-- Exercise brief --
Count how many of the rows below contain the string "drum", and reply with the number alone.

## START Record excerpts

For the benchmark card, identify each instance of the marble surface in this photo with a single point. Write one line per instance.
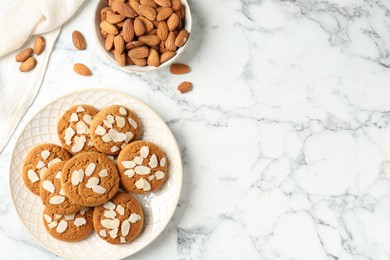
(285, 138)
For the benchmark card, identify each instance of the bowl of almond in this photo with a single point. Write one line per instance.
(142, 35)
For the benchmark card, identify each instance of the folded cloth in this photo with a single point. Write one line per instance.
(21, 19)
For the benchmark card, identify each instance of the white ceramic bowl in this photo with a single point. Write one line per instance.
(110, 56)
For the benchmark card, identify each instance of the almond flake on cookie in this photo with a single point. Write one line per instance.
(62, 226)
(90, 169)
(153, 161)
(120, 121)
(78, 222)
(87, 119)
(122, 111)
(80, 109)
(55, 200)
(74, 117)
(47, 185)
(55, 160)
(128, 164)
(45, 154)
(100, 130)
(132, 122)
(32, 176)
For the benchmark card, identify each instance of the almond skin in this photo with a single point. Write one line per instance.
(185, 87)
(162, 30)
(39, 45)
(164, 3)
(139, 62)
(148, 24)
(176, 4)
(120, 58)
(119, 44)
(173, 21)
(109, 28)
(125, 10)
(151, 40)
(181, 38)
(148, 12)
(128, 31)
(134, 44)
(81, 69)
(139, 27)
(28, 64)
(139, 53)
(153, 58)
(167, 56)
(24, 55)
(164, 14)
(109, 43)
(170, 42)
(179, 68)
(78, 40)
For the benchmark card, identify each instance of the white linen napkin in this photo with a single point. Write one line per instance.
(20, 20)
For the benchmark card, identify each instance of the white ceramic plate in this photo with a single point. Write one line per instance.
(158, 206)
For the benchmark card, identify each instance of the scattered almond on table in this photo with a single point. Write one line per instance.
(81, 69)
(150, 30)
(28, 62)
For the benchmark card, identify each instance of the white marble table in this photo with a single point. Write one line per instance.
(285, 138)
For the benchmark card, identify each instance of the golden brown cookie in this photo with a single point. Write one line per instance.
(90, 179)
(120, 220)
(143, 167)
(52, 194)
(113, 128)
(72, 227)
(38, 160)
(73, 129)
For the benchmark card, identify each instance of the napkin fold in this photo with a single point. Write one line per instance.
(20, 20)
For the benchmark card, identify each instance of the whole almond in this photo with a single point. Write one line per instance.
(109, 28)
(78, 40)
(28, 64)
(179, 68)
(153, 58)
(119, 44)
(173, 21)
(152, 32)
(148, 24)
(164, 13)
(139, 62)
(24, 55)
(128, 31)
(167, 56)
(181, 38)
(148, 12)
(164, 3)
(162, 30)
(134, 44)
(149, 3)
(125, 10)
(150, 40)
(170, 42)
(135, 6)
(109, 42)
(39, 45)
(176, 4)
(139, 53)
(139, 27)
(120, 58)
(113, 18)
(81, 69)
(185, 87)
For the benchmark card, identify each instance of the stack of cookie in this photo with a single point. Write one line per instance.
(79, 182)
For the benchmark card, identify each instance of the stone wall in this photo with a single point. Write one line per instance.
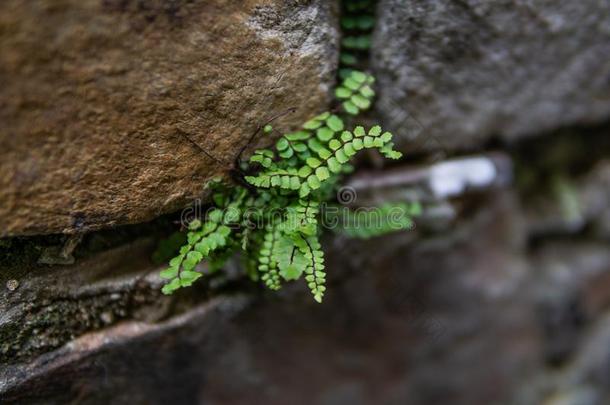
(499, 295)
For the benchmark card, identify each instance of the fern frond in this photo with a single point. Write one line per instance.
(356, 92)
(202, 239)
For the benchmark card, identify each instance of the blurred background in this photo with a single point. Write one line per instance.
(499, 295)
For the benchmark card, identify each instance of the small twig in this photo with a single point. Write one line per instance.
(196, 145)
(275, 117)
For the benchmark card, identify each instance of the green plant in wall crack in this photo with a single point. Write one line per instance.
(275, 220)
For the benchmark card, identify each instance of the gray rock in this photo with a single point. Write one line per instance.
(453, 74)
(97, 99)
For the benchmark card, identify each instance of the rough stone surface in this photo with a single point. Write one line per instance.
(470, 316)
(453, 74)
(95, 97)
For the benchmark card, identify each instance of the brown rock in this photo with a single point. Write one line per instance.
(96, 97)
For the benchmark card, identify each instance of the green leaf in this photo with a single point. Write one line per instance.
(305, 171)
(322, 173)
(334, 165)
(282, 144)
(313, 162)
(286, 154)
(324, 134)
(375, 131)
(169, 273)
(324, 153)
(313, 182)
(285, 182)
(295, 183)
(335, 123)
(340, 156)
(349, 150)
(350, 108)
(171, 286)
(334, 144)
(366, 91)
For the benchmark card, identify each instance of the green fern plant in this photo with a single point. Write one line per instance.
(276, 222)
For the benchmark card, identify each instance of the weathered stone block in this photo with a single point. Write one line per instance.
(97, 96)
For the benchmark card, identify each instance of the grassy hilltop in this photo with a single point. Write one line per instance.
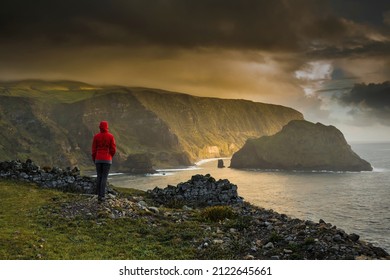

## END Record excerpts
## START Record excerpts

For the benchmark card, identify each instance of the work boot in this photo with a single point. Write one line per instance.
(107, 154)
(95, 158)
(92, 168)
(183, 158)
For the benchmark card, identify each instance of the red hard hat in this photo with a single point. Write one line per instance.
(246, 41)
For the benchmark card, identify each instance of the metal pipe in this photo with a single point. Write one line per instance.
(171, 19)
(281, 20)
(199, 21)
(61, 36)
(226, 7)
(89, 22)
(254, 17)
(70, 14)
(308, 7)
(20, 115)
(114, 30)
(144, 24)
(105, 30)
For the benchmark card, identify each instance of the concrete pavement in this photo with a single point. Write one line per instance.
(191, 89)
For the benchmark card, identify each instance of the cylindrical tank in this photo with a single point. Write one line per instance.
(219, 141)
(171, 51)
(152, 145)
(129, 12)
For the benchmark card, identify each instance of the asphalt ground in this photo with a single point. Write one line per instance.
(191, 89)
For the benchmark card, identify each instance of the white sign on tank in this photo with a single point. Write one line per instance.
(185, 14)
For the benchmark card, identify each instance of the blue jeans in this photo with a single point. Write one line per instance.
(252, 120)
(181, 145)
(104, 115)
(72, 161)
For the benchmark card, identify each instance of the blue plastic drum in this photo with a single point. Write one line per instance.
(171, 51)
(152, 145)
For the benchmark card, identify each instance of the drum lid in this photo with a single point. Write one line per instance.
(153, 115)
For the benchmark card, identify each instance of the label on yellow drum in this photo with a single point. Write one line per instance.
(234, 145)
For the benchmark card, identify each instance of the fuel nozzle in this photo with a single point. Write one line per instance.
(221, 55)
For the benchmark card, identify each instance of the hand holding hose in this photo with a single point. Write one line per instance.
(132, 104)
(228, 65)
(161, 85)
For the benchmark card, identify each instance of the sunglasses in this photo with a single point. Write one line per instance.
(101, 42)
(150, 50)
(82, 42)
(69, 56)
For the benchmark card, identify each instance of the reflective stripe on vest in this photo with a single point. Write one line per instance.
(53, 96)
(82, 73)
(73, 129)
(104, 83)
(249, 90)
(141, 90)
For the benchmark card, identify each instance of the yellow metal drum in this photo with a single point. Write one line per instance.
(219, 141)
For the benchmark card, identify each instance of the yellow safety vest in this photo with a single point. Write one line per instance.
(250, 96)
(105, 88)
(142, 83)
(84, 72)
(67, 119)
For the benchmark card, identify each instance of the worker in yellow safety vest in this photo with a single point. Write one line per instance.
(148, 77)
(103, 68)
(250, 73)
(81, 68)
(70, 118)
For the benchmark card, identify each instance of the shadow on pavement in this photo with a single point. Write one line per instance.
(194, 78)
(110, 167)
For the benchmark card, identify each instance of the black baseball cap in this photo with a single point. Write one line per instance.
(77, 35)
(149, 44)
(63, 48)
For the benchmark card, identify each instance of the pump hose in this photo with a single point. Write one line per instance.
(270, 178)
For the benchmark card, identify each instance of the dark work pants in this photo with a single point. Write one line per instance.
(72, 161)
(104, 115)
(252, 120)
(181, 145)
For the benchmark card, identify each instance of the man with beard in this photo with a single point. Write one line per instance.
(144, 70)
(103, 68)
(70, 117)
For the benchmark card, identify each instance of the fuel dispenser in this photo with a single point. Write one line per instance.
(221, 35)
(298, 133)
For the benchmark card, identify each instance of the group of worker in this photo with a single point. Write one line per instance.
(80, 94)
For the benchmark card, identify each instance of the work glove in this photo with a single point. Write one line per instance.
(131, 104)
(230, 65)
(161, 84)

## END Record excerpts

-- Solution to this exercise --
4